◆ **YOUR GOAL**
Each record must come back unchanged in your answer, stripped of its images.

◆ **DATASET**
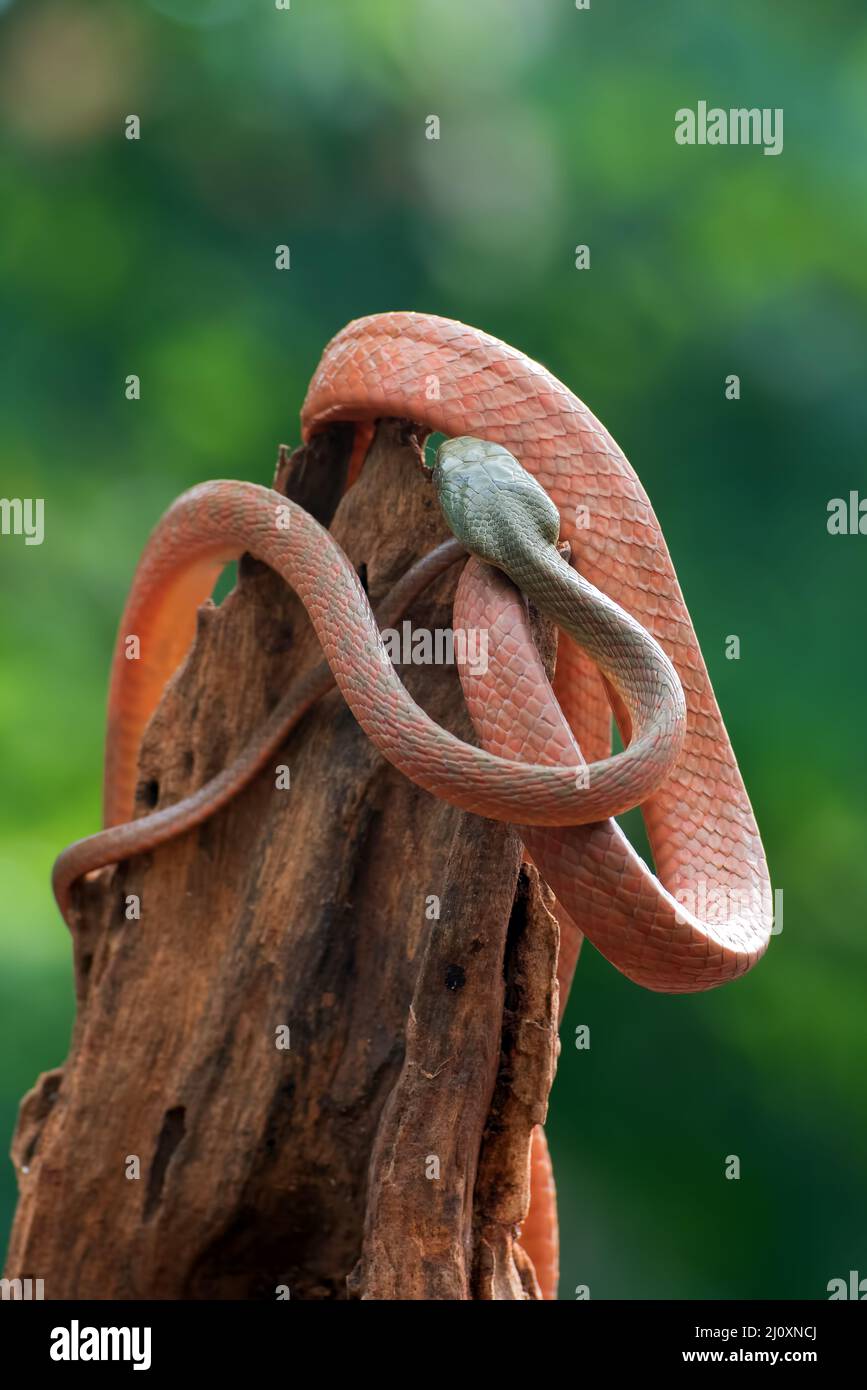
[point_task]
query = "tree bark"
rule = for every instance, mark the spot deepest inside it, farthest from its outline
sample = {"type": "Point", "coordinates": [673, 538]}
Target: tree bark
{"type": "Point", "coordinates": [181, 1153]}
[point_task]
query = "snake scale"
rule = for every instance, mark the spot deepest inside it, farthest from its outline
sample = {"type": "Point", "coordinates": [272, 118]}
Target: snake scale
{"type": "Point", "coordinates": [525, 467]}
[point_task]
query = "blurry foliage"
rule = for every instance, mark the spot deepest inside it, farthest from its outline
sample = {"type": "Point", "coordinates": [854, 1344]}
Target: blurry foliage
{"type": "Point", "coordinates": [306, 127]}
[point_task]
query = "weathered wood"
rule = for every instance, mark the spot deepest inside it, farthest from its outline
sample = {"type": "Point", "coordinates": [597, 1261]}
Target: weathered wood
{"type": "Point", "coordinates": [353, 909]}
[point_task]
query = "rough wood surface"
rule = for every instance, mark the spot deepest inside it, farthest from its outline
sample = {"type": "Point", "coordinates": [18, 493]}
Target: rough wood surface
{"type": "Point", "coordinates": [353, 909]}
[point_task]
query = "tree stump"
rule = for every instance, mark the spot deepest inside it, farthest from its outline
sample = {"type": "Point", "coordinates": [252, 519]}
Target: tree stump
{"type": "Point", "coordinates": [396, 944]}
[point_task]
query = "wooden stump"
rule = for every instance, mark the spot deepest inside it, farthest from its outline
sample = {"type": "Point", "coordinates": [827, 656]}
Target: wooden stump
{"type": "Point", "coordinates": [181, 1153]}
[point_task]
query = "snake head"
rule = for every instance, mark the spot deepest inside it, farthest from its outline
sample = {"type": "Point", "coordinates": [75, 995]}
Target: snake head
{"type": "Point", "coordinates": [492, 503]}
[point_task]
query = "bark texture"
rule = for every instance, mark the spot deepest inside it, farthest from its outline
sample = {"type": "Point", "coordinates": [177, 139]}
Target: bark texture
{"type": "Point", "coordinates": [181, 1153]}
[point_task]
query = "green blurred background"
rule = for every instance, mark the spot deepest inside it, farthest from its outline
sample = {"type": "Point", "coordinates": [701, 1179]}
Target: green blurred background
{"type": "Point", "coordinates": [307, 128]}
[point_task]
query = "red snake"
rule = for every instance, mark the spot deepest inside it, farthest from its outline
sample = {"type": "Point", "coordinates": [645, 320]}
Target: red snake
{"type": "Point", "coordinates": [459, 381]}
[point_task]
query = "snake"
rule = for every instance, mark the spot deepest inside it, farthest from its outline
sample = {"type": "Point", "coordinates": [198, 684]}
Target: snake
{"type": "Point", "coordinates": [550, 513]}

◆ **COMPLETED EXERCISE**
[point_task]
query = "tree bark"
rule = for every instance, mark the spot deepest inside it, farthest from its outline
sample = {"type": "Point", "coordinates": [673, 538]}
Target: tree bark
{"type": "Point", "coordinates": [181, 1153]}
[point_task]
query = "snake scale"
rule = for every instance, mark the spot deepest inside it, farthest from its outline
sample = {"type": "Point", "coordinates": [272, 118]}
Target: snake scale
{"type": "Point", "coordinates": [525, 467]}
[point_task]
query = "blurry foliage"
rule = for every instance, mark the spot deepest inside it, farthest from its outline
sample = {"type": "Point", "coordinates": [854, 1344]}
Target: blurry foliage
{"type": "Point", "coordinates": [306, 127]}
[point_task]
query = "weathered wood"
rule = for every instance, mark the spot deepest inside it, farthest from its outline
sample = {"type": "Point", "coordinates": [597, 1261]}
Target: weathered wood
{"type": "Point", "coordinates": [353, 909]}
[point_task]
query = "rough wood surface"
rule = for every instance, mark the spot deepest inside it, farthest from its outline
sample = {"type": "Point", "coordinates": [18, 493]}
Target: rough wood surface
{"type": "Point", "coordinates": [353, 909]}
[point_task]
query = "tree stump"
rule = for every instance, mark the spot deepest inside it, farthest from its outline
sample = {"type": "Point", "coordinates": [252, 519]}
Target: tree stump
{"type": "Point", "coordinates": [396, 944]}
[point_task]
query = "wooden stump"
rule = for every instance, mark the spot deepest inside it, farthest from its outline
sample = {"type": "Point", "coordinates": [827, 656]}
Target: wooden stump
{"type": "Point", "coordinates": [181, 1153]}
[point_task]
query = "snake head"
rule = for every instance, mark the spot deepest inside it, farthest from its outline
sample = {"type": "Point", "coordinates": [75, 995]}
Target: snake head
{"type": "Point", "coordinates": [492, 503]}
[point_task]
query = "bark texture"
rule = for every instance, mark the spot deepest inside it, farthest from its outline
sample = {"type": "Point", "coordinates": [177, 139]}
Target: bark texture
{"type": "Point", "coordinates": [181, 1153]}
[point_task]
query = "green blurred background"
rule = for every instance, mark the spot deepest inside it, farthest from its outline
sample = {"type": "Point", "coordinates": [701, 1179]}
Target: green blurred background
{"type": "Point", "coordinates": [307, 128]}
[point_task]
query = "red snake"
rule = for every instance, mark the spot deepest inside it, farthest from its outline
sample = {"type": "Point", "coordinates": [645, 320]}
Target: red snake
{"type": "Point", "coordinates": [459, 381]}
[point_task]
query = "snake"
rule = for every instance, mark the spot deepest inside it, farthest from its outline
sample = {"type": "Point", "coordinates": [198, 684]}
Target: snake
{"type": "Point", "coordinates": [550, 513]}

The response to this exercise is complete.